§ **Task directions**:
Please output the data below verbatim, starting at the line that contains "For inventory purposes, determine whether the sofa" and ending after the line that contains "211;265;251;285".

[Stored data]

--- BEGIN ---

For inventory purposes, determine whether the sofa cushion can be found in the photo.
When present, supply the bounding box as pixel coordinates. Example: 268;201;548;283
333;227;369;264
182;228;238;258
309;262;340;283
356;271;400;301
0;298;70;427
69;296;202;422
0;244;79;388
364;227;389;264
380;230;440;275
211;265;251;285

--- END ---
--- BEGIN ---

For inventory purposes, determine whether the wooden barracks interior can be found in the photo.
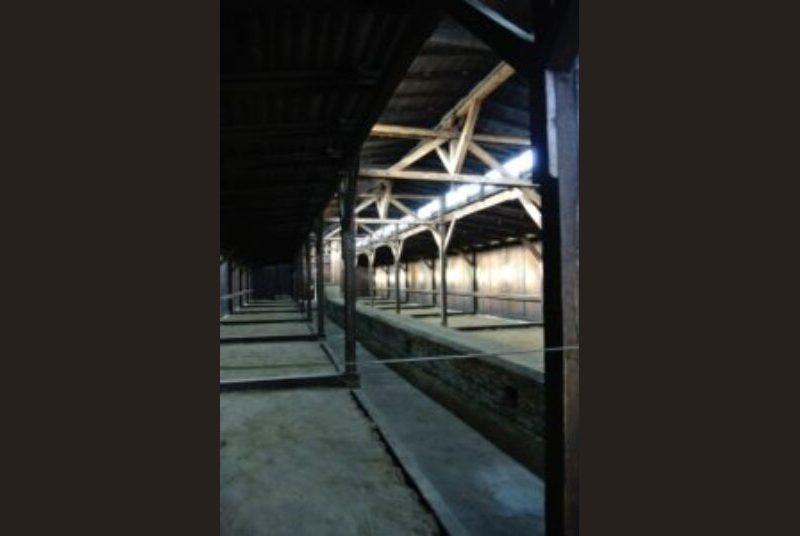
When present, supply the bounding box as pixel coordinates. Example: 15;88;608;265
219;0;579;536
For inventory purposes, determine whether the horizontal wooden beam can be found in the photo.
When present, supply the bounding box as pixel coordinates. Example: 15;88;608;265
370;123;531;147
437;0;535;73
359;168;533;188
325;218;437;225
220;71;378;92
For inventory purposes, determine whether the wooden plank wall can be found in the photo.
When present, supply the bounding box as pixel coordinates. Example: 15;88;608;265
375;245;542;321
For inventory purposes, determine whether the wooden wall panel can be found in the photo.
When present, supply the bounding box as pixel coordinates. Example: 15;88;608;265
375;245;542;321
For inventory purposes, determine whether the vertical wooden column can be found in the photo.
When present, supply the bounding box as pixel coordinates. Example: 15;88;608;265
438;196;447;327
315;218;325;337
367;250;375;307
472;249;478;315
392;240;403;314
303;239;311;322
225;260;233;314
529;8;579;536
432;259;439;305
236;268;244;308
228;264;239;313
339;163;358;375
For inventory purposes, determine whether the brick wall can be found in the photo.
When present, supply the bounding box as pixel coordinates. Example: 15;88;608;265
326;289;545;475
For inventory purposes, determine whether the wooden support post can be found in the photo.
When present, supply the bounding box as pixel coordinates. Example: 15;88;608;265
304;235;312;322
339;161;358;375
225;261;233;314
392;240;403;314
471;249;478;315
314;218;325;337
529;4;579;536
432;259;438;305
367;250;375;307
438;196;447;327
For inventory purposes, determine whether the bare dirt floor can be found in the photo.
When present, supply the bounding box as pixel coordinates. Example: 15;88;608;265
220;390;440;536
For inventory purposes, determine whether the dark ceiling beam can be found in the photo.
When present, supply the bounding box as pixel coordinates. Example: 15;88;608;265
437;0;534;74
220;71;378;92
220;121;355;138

--- END ---

§ **Exercise response**:
For inventory purposes, determine whether the sofa cushion can be found in the photo.
When present, supply the bounding box as pixel coordinates. Example: 268;201;548;283
333;227;369;264
182;228;238;258
309;262;340;283
356;271;400;301
0;298;70;427
69;296;202;422
0;244;79;388
364;227;389;264
380;230;440;275
211;265;251;285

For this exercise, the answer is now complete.